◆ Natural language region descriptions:
■ ■ ■
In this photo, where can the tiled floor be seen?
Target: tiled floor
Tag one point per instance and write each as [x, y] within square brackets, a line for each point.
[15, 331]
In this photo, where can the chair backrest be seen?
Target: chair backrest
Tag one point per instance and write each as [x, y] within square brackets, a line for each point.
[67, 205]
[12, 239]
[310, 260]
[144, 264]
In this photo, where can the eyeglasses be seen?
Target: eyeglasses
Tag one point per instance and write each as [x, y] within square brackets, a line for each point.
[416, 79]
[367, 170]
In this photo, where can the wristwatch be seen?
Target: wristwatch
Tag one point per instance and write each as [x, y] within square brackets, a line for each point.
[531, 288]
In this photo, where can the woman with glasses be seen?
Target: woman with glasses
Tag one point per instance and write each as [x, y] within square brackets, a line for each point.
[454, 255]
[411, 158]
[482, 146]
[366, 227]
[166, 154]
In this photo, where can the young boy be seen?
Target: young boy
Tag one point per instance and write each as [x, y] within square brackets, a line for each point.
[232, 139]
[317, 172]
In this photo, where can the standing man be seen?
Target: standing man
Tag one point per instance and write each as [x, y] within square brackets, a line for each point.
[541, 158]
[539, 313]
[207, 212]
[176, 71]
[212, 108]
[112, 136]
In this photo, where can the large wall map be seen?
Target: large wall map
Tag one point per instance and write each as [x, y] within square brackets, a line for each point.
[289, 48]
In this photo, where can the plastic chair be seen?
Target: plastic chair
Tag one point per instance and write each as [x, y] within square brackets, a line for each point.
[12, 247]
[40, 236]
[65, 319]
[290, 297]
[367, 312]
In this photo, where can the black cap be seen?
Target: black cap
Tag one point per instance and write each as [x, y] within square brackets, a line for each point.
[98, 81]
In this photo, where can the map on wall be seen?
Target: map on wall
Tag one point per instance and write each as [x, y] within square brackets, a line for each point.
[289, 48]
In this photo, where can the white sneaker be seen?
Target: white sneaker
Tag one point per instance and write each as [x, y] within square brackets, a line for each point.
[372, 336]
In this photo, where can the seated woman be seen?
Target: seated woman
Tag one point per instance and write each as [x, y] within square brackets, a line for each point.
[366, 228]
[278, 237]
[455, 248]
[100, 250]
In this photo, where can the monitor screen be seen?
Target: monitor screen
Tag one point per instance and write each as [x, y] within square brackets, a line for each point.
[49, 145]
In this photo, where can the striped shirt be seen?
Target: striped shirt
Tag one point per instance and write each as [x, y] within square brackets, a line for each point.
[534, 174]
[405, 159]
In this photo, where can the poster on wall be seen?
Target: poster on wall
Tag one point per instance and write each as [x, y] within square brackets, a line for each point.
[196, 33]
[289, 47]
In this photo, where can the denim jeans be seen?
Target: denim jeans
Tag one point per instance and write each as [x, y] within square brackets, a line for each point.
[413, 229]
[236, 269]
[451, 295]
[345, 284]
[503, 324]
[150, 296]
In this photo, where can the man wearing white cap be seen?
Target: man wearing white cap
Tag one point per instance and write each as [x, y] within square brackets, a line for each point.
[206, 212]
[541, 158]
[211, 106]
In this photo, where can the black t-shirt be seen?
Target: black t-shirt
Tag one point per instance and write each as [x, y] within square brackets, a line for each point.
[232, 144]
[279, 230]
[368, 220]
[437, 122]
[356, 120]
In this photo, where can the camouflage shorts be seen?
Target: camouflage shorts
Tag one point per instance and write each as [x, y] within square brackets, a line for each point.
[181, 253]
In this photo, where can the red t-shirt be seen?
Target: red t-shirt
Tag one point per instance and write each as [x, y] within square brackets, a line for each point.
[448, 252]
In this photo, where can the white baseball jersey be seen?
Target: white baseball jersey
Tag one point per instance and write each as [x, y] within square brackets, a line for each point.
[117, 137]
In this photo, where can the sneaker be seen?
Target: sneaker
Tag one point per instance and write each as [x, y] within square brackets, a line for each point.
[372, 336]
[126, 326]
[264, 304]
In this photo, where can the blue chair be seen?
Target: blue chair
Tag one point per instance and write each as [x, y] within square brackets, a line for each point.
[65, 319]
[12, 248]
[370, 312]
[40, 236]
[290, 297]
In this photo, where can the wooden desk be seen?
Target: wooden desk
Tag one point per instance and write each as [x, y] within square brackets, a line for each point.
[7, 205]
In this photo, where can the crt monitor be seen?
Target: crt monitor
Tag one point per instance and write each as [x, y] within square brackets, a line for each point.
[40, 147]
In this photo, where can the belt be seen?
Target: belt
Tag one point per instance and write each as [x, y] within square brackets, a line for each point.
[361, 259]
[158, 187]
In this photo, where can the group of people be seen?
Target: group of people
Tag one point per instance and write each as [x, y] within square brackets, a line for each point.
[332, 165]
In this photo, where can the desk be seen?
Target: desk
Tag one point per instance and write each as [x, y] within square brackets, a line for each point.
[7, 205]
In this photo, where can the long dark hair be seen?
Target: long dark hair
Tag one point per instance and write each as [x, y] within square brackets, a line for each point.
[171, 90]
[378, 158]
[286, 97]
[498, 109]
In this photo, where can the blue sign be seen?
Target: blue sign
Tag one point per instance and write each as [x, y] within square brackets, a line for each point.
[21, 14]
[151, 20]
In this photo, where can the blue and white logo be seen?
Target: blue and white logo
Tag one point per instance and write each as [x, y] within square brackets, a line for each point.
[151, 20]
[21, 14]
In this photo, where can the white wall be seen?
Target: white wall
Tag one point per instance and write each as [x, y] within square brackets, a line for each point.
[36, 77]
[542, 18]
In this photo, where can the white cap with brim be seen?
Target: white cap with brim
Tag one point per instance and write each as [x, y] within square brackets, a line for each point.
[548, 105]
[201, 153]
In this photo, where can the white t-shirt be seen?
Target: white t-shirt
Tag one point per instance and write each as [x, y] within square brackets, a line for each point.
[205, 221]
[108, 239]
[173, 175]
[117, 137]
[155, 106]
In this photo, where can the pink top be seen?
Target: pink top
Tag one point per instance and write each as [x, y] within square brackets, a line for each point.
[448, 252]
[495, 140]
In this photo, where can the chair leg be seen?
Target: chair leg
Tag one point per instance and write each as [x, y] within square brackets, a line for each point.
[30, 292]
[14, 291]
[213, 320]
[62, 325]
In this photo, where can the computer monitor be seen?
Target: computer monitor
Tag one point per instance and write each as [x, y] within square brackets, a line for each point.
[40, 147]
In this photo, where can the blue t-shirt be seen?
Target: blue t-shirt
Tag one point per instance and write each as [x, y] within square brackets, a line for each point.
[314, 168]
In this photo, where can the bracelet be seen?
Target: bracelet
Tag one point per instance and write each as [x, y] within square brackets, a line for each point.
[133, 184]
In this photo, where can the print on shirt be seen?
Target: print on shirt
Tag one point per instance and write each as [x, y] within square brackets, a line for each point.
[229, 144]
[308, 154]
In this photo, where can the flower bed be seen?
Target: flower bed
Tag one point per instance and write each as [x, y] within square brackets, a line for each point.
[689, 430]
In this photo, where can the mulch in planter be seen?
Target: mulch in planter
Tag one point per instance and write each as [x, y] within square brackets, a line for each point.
■ ■ ■
◆ ACTION ITEM:
Every line in the records that holds the word "wall" should be copied into the answer.

◆ EXERCISE RESULT:
In this photo, where can the large wall map be seen?
Target: large wall map
In this photo, where can the map on wall be seen?
Target: map on wall
In this photo, where can the poster on wall be seen?
Target: poster on wall
In this photo, where can the white wall be seen?
Target: white wall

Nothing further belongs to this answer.